EXERCISE DIRECTIONS: Scan the entries for the word "whiteboard". Every line that has it should be copied.

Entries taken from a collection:
◇ ◇ ◇ ◇

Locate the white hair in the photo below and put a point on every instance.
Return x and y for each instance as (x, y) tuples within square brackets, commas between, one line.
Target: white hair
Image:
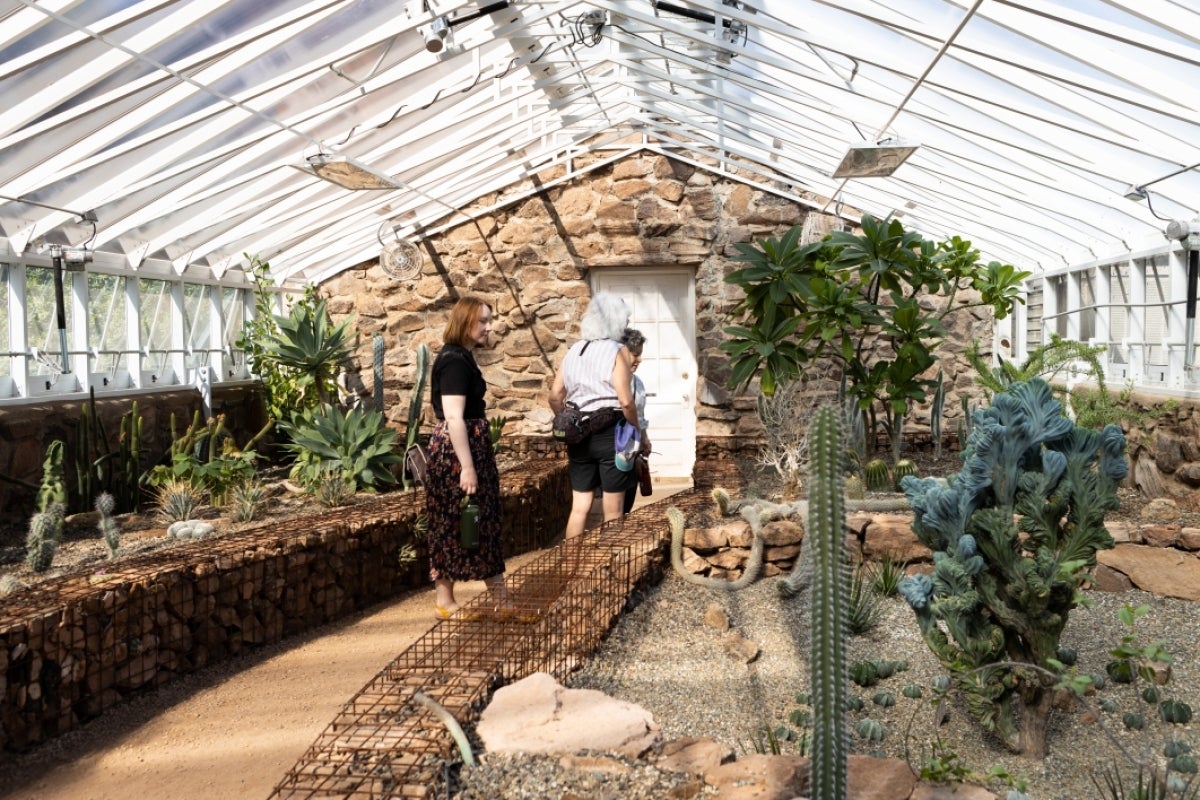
[(605, 318)]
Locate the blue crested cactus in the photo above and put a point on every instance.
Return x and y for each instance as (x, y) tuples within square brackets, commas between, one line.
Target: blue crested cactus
[(1013, 535), (829, 601)]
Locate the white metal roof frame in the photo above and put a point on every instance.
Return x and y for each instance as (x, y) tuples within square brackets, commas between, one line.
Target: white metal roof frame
[(185, 126)]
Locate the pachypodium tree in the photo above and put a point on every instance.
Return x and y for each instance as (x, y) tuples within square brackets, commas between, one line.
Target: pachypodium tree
[(1014, 536), (851, 292)]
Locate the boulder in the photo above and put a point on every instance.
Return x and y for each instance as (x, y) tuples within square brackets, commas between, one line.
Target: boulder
[(538, 715)]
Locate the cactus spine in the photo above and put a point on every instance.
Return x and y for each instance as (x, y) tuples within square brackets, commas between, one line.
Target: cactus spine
[(377, 352), (827, 659)]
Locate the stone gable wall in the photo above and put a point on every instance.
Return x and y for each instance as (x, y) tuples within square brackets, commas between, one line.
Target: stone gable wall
[(531, 260)]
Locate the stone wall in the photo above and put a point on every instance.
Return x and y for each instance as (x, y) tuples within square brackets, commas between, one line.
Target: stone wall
[(531, 260), (1164, 445)]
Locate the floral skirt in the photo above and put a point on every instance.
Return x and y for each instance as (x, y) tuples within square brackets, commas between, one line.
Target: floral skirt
[(448, 558)]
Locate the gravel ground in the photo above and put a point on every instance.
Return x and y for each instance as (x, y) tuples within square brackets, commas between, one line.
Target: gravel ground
[(665, 659)]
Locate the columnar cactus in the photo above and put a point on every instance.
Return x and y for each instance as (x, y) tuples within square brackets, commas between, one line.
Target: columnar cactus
[(1013, 536), (829, 593), (108, 528), (378, 348), (45, 534), (414, 404)]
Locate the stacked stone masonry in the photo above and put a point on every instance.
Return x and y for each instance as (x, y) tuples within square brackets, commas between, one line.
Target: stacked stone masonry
[(82, 643)]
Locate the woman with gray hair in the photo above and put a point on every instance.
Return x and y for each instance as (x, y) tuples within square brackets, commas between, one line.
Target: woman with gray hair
[(597, 376)]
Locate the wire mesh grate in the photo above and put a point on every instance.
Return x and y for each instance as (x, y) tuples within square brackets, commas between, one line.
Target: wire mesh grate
[(385, 744)]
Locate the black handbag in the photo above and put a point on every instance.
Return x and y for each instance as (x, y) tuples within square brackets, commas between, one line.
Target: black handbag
[(568, 426), (573, 426)]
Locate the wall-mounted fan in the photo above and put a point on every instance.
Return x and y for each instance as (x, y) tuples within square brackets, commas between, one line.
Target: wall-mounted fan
[(400, 258)]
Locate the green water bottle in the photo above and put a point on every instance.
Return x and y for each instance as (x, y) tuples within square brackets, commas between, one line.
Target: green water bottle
[(468, 523)]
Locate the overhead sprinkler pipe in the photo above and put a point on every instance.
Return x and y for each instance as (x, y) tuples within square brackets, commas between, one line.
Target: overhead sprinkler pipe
[(475, 14), (60, 307), (690, 13), (1191, 313)]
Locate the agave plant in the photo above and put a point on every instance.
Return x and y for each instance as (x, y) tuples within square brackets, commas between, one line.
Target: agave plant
[(355, 441), (309, 342)]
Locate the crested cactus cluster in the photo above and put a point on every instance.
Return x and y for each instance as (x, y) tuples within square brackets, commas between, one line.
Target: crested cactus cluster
[(829, 593), (1013, 535)]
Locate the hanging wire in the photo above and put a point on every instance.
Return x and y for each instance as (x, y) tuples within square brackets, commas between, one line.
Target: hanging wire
[(1150, 205)]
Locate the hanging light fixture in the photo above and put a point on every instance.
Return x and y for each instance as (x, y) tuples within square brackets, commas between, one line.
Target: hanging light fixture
[(348, 174), (880, 160)]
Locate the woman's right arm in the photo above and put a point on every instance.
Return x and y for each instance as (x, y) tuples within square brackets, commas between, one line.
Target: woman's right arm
[(623, 382), (557, 392)]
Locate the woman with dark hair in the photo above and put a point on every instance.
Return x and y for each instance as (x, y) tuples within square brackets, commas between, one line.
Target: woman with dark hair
[(595, 376), (635, 342), (462, 462)]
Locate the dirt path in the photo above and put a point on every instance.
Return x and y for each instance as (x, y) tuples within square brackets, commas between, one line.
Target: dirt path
[(231, 731), (234, 729)]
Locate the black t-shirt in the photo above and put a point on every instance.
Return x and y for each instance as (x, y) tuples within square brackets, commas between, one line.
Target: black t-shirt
[(455, 372)]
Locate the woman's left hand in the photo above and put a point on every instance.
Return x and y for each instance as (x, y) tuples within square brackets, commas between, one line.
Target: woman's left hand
[(468, 481)]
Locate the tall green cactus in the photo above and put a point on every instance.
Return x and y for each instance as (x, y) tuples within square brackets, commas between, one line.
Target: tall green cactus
[(935, 414), (827, 657), (414, 404), (45, 534), (1013, 537), (54, 488), (107, 524), (46, 525), (378, 349)]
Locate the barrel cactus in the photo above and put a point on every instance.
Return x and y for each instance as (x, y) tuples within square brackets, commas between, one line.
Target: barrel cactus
[(1013, 535), (1175, 711), (870, 731)]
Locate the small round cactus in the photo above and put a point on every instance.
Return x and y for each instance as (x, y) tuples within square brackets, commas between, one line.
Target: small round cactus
[(877, 475), (1175, 711), (870, 731)]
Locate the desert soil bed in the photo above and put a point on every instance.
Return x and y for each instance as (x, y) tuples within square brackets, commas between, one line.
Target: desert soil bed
[(660, 656)]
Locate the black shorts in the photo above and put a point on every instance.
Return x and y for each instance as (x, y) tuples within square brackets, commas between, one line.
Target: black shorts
[(592, 463)]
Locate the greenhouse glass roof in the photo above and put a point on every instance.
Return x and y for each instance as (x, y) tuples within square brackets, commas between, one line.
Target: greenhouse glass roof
[(189, 128)]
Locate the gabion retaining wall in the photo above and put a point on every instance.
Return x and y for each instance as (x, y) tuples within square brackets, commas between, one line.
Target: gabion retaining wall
[(81, 643)]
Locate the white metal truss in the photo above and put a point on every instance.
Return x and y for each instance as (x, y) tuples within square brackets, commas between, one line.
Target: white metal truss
[(185, 125)]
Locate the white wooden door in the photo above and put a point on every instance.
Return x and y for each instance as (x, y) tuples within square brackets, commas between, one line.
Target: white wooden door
[(663, 304)]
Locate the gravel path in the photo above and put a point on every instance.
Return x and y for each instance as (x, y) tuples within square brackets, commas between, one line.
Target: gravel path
[(665, 659)]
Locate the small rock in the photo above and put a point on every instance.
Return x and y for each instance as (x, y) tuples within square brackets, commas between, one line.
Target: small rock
[(1161, 510), (715, 617), (741, 648)]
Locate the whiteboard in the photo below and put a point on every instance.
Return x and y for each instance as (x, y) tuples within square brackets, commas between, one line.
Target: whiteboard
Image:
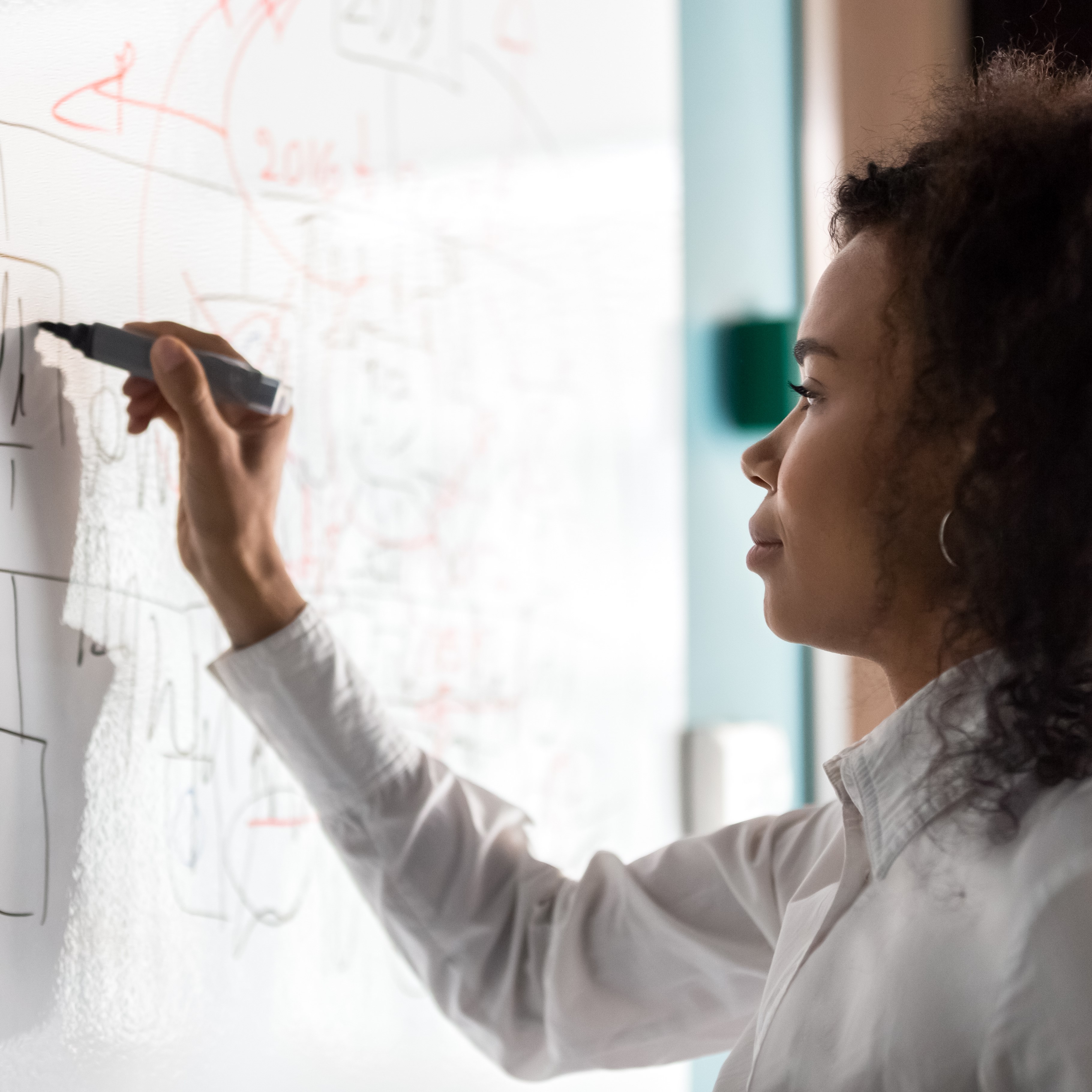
[(452, 226)]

◇ ◇ ◇ ◇

ANSWER TO THE PROBLEM:
Locate the whiteboard in the photo below and put a point on every instance.
Target: whiteboard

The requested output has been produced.